§ Description of the task:
Nothing outside the range is wanted. Repeat exactly the lines below from the one with "Target: bird bending to water" through the one with "Target: grassy bank".
******************************
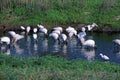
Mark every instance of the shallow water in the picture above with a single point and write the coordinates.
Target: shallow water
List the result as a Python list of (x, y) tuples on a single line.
[(72, 50)]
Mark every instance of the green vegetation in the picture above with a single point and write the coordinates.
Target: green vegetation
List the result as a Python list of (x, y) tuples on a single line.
[(55, 68), (60, 12)]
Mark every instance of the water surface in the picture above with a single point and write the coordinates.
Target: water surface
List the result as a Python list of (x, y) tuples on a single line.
[(71, 51)]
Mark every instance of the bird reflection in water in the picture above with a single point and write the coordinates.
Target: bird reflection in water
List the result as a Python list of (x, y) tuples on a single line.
[(89, 54)]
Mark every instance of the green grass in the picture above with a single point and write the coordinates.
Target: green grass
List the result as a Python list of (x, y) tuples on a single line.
[(55, 68), (62, 12)]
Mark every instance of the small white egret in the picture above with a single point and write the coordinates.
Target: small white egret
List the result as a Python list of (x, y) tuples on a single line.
[(63, 37), (58, 28), (104, 56), (35, 30), (56, 31), (88, 43), (35, 36), (28, 29), (15, 36), (22, 27), (44, 30), (40, 26), (55, 36), (116, 42), (81, 35), (5, 39), (90, 27)]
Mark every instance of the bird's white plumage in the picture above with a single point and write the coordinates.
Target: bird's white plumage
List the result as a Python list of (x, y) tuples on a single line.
[(5, 39), (104, 56), (22, 27), (40, 26), (35, 36), (28, 29), (15, 36), (116, 41), (43, 30), (35, 30), (56, 31), (54, 35), (81, 34), (58, 28), (63, 37), (89, 42)]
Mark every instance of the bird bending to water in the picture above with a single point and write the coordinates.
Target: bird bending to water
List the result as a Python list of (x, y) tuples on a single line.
[(88, 43), (90, 27), (5, 39), (15, 36), (104, 56)]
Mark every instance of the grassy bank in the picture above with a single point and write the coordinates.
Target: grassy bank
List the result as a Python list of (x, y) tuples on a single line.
[(55, 68), (60, 12)]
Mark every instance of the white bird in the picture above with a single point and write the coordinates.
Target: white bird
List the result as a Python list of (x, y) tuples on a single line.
[(88, 43), (15, 36), (55, 36), (56, 31), (83, 29), (40, 26), (89, 54), (90, 27), (22, 27), (35, 36), (71, 31), (28, 29), (35, 30), (58, 28), (5, 39), (63, 37), (81, 35), (104, 56), (43, 30), (116, 42)]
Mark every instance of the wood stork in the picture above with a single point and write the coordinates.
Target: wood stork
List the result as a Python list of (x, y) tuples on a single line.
[(104, 56), (35, 30), (5, 39), (22, 27), (90, 27), (40, 26), (58, 28), (81, 35), (42, 29), (116, 43), (55, 36), (15, 36), (88, 43), (35, 36), (89, 54), (27, 30), (56, 31), (63, 37), (71, 31)]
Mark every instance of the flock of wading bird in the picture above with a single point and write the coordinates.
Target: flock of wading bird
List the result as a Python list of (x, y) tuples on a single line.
[(57, 34)]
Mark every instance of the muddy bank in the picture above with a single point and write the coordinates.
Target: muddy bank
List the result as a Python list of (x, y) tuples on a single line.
[(100, 29)]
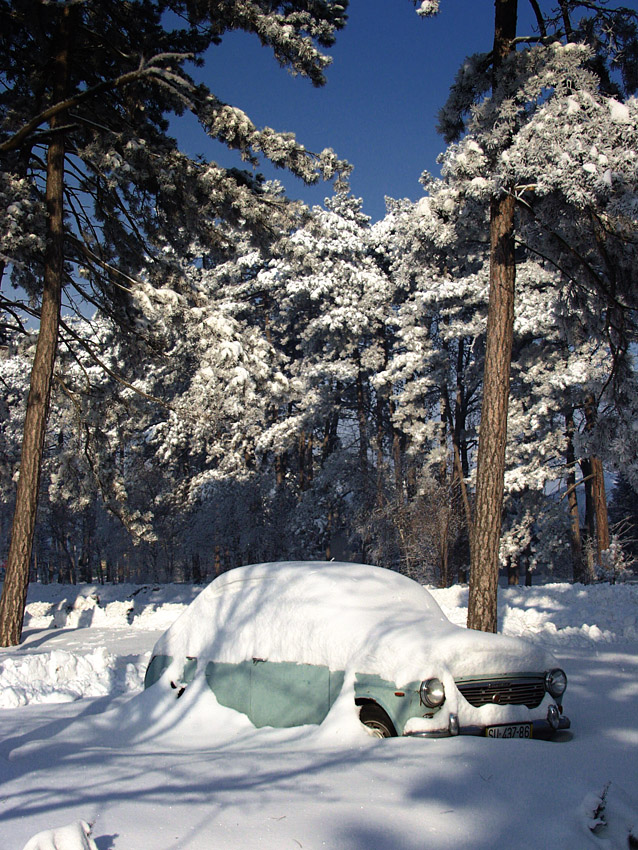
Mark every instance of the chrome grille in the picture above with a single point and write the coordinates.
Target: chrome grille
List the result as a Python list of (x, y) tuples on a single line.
[(510, 690)]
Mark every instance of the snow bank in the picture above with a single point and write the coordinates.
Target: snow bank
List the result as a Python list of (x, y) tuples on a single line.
[(61, 676), (556, 615)]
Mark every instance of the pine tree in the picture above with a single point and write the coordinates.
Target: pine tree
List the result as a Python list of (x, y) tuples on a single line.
[(500, 119), (86, 90)]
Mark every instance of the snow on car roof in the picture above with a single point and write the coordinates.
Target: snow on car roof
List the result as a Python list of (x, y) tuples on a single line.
[(342, 615)]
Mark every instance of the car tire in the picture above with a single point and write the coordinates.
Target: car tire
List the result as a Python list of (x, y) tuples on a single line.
[(376, 721)]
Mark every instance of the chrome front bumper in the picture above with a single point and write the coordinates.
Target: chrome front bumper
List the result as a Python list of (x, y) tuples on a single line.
[(542, 729)]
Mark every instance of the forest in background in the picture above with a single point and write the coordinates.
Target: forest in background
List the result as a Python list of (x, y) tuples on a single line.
[(251, 380)]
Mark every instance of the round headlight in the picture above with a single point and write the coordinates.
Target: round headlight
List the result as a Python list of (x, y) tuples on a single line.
[(556, 682), (432, 693)]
******************************
§ Exercise solution:
Target: bird bending to water
List the result as a Python list of (x, y) tuples on a single line.
[(88, 43), (90, 27), (5, 39), (15, 36), (104, 56)]
Mark every instance of the grassy bank in the picture above with a single point and write the coordinates.
Target: grassy bank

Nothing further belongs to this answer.